Exercise. Which lines of the listing hold the string "below"? Copy those lines.

Provided material.
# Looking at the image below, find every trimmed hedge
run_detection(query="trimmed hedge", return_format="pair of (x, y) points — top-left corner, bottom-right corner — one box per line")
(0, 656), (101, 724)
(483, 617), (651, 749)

---

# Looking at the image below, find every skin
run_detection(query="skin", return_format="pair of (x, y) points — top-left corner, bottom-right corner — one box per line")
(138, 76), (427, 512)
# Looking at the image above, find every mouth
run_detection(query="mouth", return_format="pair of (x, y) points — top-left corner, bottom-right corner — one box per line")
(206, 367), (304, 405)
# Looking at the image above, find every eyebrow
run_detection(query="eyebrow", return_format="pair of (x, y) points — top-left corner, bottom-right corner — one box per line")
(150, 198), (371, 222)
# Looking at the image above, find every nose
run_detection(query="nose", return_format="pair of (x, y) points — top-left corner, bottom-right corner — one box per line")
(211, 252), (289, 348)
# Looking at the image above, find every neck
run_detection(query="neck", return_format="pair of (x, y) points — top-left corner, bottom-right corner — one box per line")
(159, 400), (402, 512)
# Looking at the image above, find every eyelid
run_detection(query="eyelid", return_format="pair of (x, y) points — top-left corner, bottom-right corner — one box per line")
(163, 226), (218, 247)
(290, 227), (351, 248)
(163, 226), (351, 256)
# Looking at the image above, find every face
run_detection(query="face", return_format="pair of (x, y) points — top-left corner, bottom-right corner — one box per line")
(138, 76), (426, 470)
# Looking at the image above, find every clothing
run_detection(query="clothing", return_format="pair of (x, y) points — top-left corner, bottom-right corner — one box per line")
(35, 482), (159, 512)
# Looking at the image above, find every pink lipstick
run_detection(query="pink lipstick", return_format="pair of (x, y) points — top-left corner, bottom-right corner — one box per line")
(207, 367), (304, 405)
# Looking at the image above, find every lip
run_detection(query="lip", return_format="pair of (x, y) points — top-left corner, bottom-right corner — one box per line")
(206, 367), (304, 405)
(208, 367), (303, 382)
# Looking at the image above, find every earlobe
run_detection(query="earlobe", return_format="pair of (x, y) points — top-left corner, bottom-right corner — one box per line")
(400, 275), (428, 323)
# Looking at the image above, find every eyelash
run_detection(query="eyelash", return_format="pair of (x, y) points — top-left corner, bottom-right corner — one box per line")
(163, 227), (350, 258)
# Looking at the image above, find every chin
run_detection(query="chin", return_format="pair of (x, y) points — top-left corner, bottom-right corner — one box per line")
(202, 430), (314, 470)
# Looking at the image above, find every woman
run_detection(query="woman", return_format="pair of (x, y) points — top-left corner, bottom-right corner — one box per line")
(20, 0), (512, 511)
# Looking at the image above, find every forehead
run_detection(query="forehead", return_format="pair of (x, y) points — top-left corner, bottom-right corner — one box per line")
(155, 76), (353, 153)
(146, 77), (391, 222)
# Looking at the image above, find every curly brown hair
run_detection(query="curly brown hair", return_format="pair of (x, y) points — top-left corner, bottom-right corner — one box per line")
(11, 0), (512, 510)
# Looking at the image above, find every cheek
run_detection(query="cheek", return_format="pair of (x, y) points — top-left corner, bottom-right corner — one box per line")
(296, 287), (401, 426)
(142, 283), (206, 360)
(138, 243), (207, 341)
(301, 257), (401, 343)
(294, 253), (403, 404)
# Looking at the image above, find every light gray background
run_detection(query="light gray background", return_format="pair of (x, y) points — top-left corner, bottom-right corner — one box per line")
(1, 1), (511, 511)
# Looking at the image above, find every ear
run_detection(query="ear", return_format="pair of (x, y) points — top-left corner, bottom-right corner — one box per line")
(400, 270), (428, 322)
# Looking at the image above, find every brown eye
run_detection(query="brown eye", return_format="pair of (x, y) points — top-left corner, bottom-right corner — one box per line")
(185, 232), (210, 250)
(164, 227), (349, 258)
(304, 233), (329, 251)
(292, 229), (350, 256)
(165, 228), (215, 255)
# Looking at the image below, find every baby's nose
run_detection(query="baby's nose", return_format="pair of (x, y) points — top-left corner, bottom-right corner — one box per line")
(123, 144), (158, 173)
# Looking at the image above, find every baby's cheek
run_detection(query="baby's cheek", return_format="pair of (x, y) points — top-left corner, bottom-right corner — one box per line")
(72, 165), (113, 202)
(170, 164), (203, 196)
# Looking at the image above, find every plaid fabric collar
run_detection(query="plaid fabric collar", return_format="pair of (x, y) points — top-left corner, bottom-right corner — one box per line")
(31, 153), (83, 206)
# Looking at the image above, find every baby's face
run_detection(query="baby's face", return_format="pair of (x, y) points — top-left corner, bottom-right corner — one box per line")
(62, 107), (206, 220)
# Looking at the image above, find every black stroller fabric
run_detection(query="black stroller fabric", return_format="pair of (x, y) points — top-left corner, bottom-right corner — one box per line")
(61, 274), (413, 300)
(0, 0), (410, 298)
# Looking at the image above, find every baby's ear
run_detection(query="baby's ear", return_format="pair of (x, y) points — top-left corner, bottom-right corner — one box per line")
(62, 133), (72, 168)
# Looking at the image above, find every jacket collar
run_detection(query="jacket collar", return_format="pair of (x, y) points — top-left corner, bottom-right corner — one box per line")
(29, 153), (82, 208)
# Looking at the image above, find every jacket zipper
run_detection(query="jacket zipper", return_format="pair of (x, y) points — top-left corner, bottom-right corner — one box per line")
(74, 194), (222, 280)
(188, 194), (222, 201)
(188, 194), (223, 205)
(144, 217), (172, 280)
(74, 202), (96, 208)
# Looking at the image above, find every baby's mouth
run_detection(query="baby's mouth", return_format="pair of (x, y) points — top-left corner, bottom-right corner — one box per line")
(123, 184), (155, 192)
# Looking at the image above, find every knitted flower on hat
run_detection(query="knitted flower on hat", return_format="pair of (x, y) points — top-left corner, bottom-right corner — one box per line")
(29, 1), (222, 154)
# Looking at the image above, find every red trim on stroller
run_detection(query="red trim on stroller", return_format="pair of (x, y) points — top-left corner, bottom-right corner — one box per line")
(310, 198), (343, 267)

--

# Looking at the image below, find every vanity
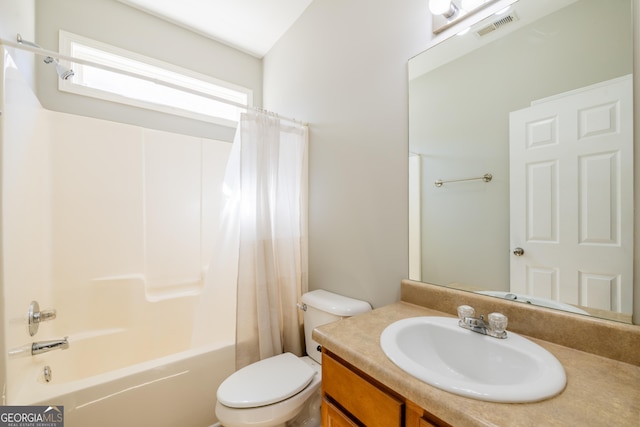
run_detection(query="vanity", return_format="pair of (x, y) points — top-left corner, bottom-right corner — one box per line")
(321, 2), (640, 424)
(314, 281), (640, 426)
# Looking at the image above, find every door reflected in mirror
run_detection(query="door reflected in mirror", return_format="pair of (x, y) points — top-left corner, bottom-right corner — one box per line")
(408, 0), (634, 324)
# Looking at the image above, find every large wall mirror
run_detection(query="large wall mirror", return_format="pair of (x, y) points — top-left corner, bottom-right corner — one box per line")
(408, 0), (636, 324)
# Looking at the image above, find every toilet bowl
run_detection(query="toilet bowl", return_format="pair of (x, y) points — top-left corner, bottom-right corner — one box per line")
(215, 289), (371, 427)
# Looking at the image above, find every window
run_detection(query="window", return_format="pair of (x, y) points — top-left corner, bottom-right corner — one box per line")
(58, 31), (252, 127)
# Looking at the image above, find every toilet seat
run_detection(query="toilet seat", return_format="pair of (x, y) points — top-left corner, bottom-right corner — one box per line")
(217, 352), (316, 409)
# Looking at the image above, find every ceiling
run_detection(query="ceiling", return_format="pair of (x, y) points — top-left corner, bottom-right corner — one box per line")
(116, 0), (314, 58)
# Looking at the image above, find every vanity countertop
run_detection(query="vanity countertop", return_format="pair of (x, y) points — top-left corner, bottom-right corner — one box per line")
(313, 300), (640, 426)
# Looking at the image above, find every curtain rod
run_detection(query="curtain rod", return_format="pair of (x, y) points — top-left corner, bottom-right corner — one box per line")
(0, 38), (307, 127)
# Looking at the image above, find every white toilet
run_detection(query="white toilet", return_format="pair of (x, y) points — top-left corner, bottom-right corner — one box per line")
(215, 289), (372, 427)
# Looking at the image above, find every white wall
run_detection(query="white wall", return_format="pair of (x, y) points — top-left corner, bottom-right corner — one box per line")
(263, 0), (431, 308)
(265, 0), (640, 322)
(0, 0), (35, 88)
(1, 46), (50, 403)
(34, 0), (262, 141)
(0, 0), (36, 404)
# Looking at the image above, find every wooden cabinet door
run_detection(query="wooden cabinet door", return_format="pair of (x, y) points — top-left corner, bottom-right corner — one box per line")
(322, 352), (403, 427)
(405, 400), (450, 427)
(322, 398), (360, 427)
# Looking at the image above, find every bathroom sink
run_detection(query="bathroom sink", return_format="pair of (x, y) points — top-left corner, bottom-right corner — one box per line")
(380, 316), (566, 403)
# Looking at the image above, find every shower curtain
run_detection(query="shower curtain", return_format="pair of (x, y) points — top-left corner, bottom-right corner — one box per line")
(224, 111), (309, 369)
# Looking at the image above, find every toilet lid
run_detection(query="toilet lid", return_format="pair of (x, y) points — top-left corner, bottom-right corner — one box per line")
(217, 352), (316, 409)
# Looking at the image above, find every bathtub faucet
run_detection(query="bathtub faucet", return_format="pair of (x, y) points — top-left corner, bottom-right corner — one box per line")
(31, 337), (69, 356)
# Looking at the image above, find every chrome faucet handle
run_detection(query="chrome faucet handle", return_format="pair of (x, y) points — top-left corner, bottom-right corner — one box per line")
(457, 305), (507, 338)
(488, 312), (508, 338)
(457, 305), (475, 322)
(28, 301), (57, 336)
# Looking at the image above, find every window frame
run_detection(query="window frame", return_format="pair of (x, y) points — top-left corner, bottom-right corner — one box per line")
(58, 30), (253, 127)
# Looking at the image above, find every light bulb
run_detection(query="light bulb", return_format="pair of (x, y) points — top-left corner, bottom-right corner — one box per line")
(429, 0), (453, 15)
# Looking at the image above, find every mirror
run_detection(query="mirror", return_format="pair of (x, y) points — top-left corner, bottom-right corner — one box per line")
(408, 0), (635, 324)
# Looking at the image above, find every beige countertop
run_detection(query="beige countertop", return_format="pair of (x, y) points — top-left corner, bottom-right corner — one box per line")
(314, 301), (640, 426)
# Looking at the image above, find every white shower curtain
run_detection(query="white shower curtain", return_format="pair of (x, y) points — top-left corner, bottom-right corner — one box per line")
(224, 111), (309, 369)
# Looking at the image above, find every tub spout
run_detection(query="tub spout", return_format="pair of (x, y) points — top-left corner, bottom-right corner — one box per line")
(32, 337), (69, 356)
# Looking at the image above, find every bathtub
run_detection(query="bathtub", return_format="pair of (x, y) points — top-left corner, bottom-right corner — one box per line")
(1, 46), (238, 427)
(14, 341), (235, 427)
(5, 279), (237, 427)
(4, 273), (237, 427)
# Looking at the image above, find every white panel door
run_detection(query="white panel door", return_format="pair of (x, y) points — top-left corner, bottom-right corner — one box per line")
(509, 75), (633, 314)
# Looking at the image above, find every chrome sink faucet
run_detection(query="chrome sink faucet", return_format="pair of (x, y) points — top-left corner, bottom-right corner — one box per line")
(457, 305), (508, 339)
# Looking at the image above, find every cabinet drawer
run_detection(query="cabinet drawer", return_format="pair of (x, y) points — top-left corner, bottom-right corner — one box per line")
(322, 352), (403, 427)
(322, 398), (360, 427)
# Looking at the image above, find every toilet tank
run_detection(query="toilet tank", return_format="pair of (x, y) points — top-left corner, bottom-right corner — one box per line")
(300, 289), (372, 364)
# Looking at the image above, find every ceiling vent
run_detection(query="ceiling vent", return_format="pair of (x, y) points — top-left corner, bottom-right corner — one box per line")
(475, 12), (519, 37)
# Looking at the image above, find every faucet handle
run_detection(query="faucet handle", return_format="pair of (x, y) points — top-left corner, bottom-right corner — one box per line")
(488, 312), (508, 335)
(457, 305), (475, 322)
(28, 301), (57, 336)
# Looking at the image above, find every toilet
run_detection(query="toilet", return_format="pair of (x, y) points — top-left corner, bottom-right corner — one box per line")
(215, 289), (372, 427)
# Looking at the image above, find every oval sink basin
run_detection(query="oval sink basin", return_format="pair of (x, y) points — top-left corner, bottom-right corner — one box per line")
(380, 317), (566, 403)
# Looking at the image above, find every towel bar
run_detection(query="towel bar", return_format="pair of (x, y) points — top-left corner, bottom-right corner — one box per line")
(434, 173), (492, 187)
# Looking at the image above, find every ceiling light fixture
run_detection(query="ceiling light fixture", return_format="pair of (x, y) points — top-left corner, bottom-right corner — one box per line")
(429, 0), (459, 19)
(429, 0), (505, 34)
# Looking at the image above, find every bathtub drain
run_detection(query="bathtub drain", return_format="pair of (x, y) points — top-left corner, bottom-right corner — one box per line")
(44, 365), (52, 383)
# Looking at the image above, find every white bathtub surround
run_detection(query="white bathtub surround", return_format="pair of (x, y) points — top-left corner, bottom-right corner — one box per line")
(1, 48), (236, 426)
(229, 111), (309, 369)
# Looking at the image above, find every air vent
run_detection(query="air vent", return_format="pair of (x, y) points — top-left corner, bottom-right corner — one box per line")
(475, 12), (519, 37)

Exercise response.
# Looking at the image below, find every trimmed hedge
# Looking at the image below, find every skin
# Looking at the image below, find every baby's nose
# Looking at the image below, find every vanity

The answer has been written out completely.